- [What you will do] Find the lines holding the string "stand" in the data, then copy all of them.
:: Records
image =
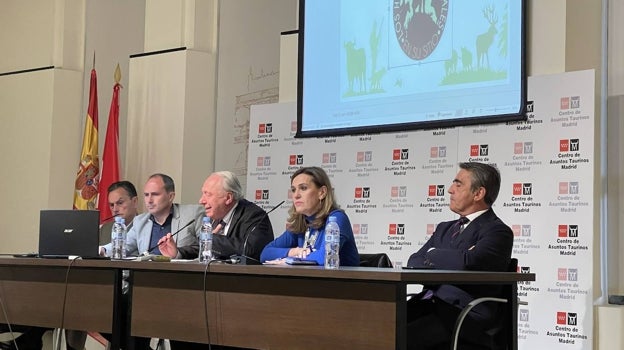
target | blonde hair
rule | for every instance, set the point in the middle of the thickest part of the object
(296, 222)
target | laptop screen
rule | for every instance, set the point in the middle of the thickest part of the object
(64, 233)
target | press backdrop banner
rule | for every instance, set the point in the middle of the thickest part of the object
(394, 187)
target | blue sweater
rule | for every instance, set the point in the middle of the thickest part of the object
(348, 251)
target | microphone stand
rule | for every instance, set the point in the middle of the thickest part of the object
(243, 258)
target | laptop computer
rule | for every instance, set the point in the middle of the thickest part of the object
(66, 233)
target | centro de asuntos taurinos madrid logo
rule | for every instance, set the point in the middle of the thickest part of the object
(418, 25)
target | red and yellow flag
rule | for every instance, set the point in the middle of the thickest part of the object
(110, 157)
(87, 180)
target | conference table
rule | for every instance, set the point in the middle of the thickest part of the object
(261, 307)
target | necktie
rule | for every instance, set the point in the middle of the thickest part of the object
(458, 226)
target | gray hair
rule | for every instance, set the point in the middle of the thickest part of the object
(231, 184)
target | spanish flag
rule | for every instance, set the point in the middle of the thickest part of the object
(110, 157)
(88, 178)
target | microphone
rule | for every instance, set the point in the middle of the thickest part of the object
(146, 253)
(243, 259)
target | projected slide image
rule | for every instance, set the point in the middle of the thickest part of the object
(390, 64)
(413, 46)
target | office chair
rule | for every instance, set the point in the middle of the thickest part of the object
(375, 260)
(497, 333)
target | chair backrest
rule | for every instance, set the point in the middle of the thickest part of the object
(375, 260)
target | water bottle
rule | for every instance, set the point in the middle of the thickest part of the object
(332, 244)
(118, 238)
(205, 241)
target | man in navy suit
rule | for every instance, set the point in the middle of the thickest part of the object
(478, 240)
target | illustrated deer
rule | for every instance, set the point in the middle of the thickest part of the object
(485, 40)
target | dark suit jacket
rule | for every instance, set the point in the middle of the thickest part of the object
(493, 243)
(249, 223)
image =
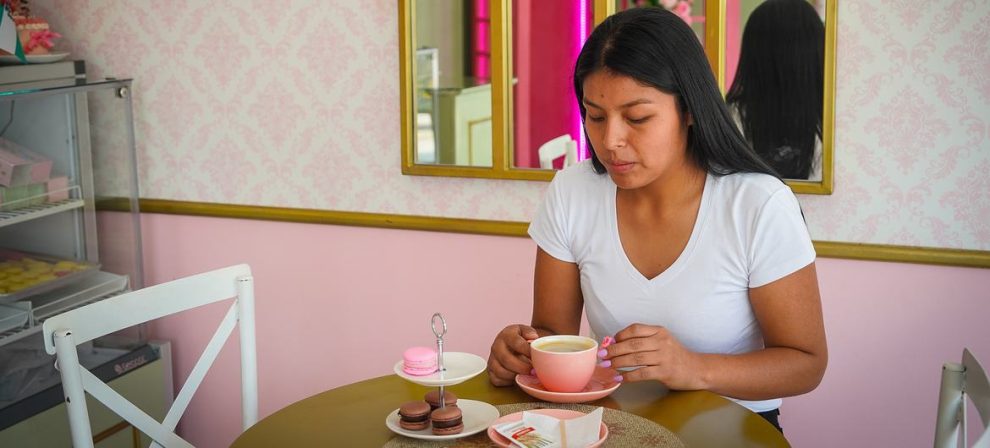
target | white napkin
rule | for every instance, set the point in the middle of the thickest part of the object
(550, 432)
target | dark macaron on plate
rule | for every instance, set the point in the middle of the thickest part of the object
(467, 418)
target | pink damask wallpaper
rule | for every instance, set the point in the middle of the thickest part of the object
(296, 105)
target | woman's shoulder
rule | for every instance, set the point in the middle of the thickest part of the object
(580, 176)
(751, 187)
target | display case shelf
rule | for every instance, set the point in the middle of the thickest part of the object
(25, 214)
(96, 287)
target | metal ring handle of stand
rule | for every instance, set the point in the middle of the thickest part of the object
(439, 334)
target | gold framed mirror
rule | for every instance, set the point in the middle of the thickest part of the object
(485, 85)
(779, 74)
(483, 82)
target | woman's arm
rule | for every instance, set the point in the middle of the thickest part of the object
(789, 314)
(556, 310)
(557, 299)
::::
- [Answer to the problem]
target | microphone stand
target | metal ring handle of stand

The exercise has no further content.